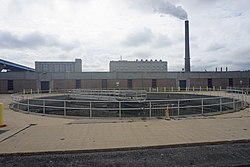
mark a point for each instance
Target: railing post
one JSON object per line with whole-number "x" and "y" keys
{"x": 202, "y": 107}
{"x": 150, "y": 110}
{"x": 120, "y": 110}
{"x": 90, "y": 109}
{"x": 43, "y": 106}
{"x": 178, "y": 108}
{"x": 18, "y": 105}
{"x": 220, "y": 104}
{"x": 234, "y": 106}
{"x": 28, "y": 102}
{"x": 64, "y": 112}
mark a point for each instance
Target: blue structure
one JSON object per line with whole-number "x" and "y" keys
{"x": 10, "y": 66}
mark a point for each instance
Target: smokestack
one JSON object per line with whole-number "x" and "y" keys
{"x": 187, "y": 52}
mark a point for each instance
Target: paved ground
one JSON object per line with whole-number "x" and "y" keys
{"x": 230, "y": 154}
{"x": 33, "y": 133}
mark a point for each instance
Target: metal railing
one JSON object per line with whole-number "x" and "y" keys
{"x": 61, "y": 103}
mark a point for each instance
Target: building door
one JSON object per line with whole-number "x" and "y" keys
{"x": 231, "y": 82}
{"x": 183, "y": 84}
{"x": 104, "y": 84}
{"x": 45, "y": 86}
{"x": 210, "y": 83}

==

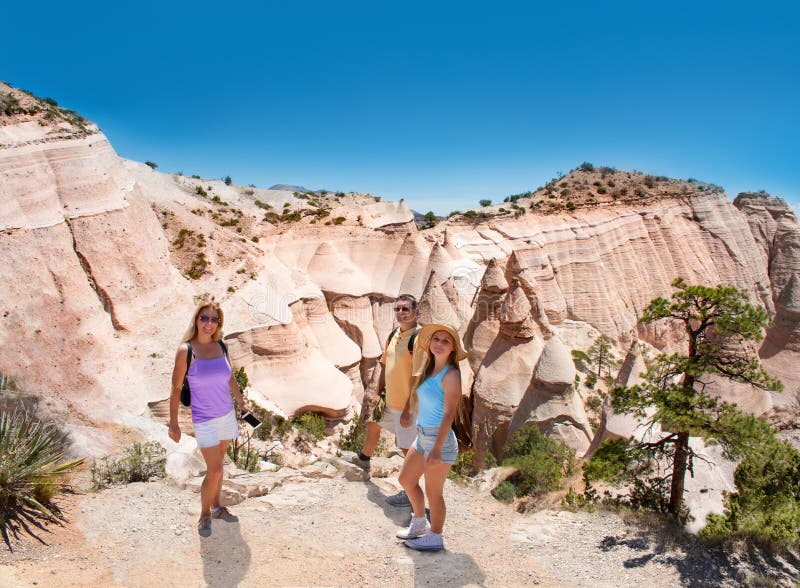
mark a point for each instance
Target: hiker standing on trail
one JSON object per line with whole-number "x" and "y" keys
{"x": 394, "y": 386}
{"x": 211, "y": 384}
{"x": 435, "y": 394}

**Written problem**.
List every line in the entries above that contains the string "Target". Case counts.

**Correct output**.
Target: railing post
Target: blue structure
Target: smokestack
Target: paved ground
Target: metal railing
Target: building door
Target: hiker standing on trail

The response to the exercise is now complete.